(Object pointing dataset rows)
◆ ◆ ◆
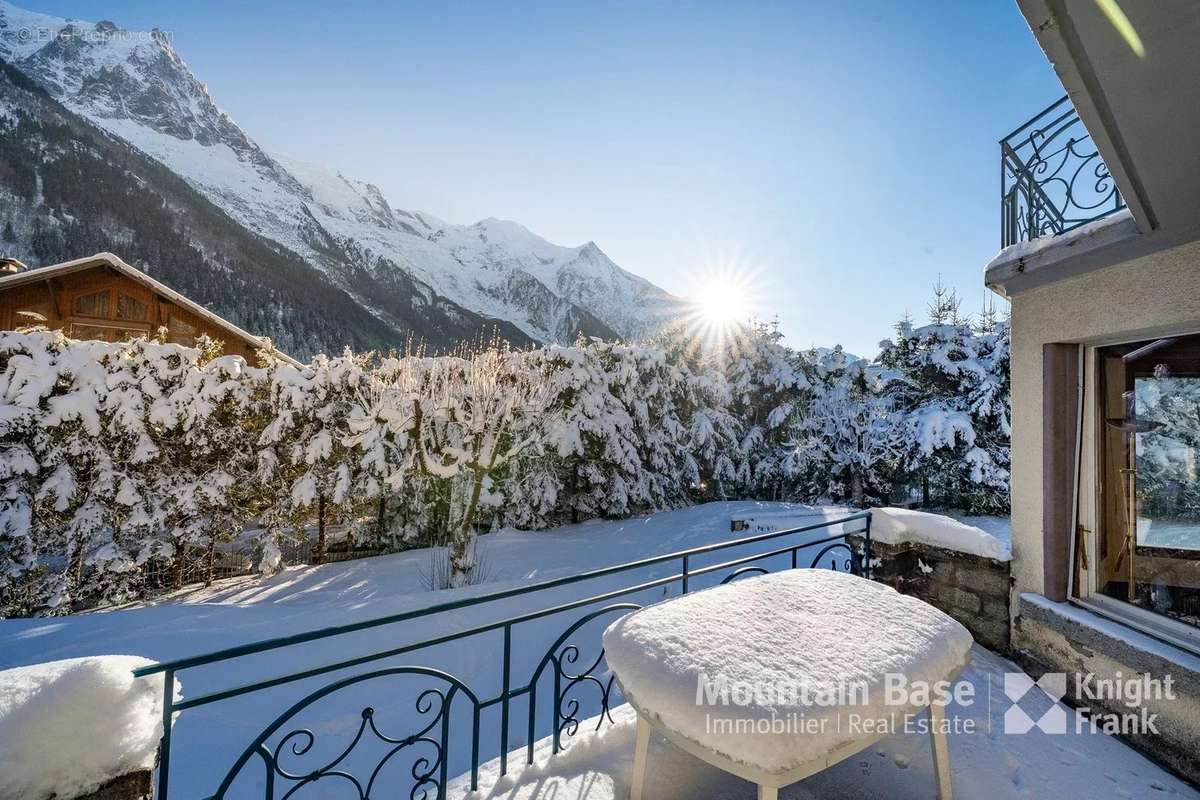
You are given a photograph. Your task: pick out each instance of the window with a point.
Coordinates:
(91, 332)
(1149, 537)
(180, 332)
(31, 314)
(131, 308)
(93, 305)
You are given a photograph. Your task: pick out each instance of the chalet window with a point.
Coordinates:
(105, 332)
(97, 332)
(93, 305)
(1149, 537)
(30, 314)
(131, 308)
(180, 332)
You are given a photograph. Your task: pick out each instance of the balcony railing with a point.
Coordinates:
(1053, 178)
(402, 725)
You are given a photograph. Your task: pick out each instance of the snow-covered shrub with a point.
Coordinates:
(67, 727)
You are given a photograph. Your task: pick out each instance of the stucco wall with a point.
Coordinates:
(1139, 299)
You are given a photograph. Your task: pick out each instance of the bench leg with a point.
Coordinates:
(941, 751)
(640, 752)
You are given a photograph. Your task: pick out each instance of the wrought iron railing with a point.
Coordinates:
(551, 697)
(1051, 178)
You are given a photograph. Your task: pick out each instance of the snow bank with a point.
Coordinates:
(822, 633)
(66, 727)
(899, 525)
(987, 764)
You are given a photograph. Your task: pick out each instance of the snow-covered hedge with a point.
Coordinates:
(67, 727)
(124, 463)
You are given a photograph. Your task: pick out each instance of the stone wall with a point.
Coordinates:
(972, 589)
(1062, 637)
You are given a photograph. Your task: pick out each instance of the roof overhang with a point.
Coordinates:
(1143, 112)
(37, 275)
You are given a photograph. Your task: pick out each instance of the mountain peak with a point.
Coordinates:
(137, 86)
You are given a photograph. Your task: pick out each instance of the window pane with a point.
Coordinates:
(93, 305)
(131, 308)
(91, 332)
(1150, 540)
(180, 332)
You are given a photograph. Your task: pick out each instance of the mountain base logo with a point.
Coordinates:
(1095, 697)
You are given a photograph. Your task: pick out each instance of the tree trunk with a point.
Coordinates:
(462, 545)
(379, 518)
(210, 561)
(177, 578)
(319, 558)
◆ ◆ ◆
What the exercise asks
Return every line of the records verbatim, without the pictures.

Reply to the exercise
You are given a photograph. Your task: pick out each instance of the window with a point.
Coordinates:
(91, 332)
(1149, 537)
(180, 332)
(31, 314)
(131, 308)
(93, 305)
You are given a photograph. Your task: pick out each instance of the chalet window with a point.
Coordinates:
(105, 332)
(97, 332)
(93, 305)
(1149, 537)
(30, 314)
(131, 308)
(180, 332)
You are given a photograph. Your task: pick out each instance of the balcony railing with a point.
Coordinates:
(1053, 178)
(402, 725)
You are given a photograph. Your task: pick out each instance of the snow-covered shrub with a point.
Coordinates:
(67, 727)
You are given a photograph. Your task: pick out each instance of the stucco wall with a point.
Coordinates:
(1139, 299)
You are given a photograph. Your task: pick out each instance of the bench leg with a point.
Coordinates:
(941, 751)
(640, 752)
You are given a photograph. Your task: pick out each instance of the wrought iron railing with a point.
Coordinates:
(551, 697)
(1051, 178)
You are given a photograph. Your task: pick out each instance of the snow bank with a point.
Coordinates:
(822, 633)
(66, 727)
(899, 525)
(987, 764)
You are given a photograph. Your task: pick out each instance of the snow-covered hedge with a point.
Coordinates:
(67, 727)
(124, 463)
You are given a photograph. Your task: pick out each instance of the stone wall with a point.
Coordinates:
(972, 589)
(1062, 637)
You are given a photograph. Your task: pick out each instance of the roof overhang with a point.
Coordinates:
(1143, 112)
(37, 275)
You are given a photograph. Your task: pick out each instance of the mountain peak with a point.
Coordinates:
(137, 86)
You are given a photograph. Your task: pick out each instance of the window pane with a point.
Coordinates:
(93, 305)
(131, 308)
(91, 332)
(1150, 540)
(180, 332)
You are given a photograph. Your task: pick out each instance of the mountain base logo with a point.
Coordinates:
(1095, 697)
You are given a photograph. Your task: pick out each instance of the tree trunk with a point.
Coordinates:
(462, 545)
(379, 518)
(210, 561)
(177, 578)
(319, 558)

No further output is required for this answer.